• _Exercise goal_: Retype each of the following items word for word, with nothing added or changed.

• _Records for this exercise_:
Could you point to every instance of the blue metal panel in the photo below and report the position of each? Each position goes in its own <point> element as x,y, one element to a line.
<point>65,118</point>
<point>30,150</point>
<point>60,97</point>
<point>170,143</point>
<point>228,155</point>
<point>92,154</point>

• _Complete response_:
Could you point to every instance of the blue metal panel in the photo below and report the position of each? Each position goes in its own <point> element as x,y, one element to a line.
<point>65,118</point>
<point>30,150</point>
<point>60,97</point>
<point>170,143</point>
<point>228,155</point>
<point>92,154</point>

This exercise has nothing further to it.